— Begin —

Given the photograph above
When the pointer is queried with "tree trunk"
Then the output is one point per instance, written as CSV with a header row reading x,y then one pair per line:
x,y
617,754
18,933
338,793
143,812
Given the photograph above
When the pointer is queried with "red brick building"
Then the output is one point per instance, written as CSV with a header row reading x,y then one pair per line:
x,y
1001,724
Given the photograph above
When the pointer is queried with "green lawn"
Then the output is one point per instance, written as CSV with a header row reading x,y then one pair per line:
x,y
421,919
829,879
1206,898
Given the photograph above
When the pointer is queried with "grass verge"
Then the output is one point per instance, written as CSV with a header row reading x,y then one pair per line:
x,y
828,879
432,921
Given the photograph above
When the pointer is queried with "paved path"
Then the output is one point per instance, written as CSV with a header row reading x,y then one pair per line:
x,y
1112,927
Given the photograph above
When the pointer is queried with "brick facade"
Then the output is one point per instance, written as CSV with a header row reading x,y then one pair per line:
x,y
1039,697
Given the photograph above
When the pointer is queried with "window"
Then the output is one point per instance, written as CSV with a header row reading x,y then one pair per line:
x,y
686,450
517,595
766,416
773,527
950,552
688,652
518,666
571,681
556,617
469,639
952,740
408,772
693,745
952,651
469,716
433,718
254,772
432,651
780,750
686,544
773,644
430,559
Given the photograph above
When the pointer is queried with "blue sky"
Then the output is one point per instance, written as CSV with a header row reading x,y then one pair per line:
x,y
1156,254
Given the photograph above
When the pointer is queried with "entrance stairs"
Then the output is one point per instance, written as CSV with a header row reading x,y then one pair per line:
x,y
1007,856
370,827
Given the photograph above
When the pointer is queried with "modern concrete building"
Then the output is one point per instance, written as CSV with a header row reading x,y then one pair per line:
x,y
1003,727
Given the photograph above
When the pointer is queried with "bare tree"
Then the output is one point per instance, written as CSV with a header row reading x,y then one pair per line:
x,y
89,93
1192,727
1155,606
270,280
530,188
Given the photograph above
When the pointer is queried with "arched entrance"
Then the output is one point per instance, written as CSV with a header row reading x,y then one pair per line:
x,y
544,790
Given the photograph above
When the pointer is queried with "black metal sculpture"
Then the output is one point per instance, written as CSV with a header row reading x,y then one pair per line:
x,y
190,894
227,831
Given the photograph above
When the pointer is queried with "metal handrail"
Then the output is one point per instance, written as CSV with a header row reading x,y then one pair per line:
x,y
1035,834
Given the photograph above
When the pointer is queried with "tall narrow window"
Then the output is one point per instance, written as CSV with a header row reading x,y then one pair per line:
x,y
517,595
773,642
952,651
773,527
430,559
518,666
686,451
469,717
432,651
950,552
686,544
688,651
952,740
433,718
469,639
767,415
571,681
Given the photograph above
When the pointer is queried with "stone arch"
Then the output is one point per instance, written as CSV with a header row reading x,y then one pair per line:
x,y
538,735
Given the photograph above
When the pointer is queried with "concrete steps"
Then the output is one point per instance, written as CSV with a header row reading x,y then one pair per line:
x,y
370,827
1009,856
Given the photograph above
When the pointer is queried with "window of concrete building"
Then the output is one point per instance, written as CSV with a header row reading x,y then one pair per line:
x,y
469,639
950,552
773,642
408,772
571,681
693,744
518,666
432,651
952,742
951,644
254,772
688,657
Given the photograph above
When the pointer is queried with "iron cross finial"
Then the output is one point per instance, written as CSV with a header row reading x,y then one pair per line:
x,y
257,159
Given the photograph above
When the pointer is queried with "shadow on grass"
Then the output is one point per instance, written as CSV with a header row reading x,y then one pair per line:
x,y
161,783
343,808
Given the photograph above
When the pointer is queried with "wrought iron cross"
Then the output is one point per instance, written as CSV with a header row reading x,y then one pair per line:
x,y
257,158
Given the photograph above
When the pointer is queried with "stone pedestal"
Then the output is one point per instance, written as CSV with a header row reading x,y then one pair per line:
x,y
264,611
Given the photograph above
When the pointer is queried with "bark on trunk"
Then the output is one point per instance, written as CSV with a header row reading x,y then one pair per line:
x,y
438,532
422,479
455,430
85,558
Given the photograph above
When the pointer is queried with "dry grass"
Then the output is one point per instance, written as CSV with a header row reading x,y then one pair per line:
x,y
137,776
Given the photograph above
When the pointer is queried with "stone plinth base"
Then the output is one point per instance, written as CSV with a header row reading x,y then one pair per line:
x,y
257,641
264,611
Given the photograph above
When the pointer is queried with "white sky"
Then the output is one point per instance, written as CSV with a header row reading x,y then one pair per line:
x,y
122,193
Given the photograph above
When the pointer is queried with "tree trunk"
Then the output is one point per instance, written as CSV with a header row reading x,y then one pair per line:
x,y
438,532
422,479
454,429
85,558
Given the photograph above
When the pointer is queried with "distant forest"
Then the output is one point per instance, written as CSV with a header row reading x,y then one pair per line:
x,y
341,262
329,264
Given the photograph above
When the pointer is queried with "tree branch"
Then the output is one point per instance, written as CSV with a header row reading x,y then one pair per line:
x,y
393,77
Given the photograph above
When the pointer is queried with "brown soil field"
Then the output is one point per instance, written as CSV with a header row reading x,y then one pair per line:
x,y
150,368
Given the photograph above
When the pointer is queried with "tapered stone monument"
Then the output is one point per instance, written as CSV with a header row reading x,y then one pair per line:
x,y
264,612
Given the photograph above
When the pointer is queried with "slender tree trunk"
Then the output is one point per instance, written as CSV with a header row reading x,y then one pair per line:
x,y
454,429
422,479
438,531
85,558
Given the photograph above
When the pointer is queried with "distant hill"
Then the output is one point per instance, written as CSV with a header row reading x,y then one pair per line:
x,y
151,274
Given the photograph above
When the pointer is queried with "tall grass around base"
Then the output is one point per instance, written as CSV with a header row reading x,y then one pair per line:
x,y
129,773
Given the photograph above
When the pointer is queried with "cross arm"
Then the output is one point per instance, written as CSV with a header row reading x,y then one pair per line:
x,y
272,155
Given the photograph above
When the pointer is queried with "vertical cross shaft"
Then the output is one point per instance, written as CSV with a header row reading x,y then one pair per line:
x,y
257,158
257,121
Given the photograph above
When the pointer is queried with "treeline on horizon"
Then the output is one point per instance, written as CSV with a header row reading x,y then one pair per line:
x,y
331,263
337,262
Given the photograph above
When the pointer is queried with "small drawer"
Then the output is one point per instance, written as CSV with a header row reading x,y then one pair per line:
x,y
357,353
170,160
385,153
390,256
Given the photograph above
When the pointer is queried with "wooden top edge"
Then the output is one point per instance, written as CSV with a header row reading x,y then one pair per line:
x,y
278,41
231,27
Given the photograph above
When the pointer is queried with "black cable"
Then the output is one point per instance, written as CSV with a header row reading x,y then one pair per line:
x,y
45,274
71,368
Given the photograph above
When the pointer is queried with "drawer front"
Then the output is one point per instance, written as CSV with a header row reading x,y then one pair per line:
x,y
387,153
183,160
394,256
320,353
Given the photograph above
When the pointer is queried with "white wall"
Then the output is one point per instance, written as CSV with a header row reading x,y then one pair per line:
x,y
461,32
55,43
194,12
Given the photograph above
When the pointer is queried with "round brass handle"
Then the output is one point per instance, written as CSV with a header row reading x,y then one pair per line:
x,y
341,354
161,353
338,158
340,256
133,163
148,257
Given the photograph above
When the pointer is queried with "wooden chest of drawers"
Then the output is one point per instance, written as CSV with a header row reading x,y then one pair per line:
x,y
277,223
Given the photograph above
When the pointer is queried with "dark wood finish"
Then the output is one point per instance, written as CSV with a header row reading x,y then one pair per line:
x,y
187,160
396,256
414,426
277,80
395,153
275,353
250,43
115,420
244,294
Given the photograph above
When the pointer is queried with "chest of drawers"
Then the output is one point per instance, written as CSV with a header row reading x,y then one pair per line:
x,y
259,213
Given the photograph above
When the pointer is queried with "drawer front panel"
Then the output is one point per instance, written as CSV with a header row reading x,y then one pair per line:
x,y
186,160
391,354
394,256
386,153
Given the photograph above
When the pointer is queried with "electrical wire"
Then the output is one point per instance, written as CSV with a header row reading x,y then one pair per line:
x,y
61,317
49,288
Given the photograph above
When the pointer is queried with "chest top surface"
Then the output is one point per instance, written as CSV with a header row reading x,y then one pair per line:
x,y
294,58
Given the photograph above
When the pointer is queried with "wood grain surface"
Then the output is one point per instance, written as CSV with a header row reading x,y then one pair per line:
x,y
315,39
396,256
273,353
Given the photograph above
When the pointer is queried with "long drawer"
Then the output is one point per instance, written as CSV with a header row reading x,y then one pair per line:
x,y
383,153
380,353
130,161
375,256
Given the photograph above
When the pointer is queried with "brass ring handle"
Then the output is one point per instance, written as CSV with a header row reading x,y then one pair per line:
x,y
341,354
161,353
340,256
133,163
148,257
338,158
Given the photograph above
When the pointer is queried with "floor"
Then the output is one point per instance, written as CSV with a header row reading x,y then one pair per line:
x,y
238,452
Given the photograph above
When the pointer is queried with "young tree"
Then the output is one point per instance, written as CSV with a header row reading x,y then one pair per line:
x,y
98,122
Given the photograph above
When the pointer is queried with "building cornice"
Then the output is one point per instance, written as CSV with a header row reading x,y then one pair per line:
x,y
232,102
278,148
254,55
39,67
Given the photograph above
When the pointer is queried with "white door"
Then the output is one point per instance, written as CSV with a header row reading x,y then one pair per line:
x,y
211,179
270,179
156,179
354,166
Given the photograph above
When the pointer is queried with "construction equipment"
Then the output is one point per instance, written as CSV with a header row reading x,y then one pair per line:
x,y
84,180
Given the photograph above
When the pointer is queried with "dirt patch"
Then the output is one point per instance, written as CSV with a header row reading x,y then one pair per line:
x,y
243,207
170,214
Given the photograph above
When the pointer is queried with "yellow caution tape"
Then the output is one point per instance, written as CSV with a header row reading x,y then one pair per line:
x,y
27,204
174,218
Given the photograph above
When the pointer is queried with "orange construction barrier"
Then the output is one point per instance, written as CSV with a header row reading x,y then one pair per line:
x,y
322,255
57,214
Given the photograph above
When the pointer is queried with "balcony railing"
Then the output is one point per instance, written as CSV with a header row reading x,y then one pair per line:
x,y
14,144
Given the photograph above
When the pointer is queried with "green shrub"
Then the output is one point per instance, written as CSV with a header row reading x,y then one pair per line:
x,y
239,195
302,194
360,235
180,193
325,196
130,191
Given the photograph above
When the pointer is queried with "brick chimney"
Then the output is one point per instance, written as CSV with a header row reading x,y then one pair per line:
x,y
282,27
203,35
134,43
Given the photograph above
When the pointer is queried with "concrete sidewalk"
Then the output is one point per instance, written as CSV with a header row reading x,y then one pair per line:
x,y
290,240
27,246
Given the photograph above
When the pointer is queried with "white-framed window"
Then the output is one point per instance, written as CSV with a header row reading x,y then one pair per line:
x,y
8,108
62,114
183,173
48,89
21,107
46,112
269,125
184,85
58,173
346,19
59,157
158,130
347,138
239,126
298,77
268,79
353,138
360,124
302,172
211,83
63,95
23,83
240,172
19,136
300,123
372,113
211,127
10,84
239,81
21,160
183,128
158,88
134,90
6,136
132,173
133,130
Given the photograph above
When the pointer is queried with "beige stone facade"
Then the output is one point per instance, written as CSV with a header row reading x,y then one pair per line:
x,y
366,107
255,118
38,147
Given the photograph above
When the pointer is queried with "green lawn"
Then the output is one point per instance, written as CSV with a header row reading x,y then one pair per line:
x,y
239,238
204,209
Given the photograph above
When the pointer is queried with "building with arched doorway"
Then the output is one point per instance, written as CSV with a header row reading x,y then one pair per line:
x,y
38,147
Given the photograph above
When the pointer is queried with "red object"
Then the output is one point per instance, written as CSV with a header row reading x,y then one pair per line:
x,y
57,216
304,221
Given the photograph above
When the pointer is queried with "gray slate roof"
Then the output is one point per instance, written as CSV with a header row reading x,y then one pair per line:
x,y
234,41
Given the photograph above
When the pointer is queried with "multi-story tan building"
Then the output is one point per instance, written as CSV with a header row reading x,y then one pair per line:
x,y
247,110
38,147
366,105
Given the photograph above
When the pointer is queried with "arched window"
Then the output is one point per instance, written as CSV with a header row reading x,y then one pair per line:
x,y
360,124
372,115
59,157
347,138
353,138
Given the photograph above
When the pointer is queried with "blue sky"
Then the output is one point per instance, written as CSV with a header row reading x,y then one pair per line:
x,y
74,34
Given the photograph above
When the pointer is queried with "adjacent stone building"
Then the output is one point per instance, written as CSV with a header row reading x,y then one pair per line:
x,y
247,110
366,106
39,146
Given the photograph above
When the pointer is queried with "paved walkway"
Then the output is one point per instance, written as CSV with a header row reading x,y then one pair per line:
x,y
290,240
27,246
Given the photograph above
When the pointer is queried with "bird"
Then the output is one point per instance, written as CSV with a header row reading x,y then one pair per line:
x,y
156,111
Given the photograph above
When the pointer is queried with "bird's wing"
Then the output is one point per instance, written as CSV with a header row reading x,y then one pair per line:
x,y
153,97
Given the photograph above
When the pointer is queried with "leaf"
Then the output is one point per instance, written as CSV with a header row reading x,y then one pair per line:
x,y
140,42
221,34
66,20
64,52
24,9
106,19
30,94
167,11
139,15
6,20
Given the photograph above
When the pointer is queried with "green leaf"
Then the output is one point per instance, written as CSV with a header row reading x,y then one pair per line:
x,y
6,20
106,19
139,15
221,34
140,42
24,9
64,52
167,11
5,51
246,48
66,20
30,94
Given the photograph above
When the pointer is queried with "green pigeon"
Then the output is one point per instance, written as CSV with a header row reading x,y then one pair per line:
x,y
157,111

— End —

= Your objective =
Pick out every line in the listing above that contains the string "brick", and copy each one. Case counts.

= Reply to the exercise =
When the pointer is queried with "red brick building"
When the pointer is queried with "brick facade"
When the pointer is queried with "brick chimney"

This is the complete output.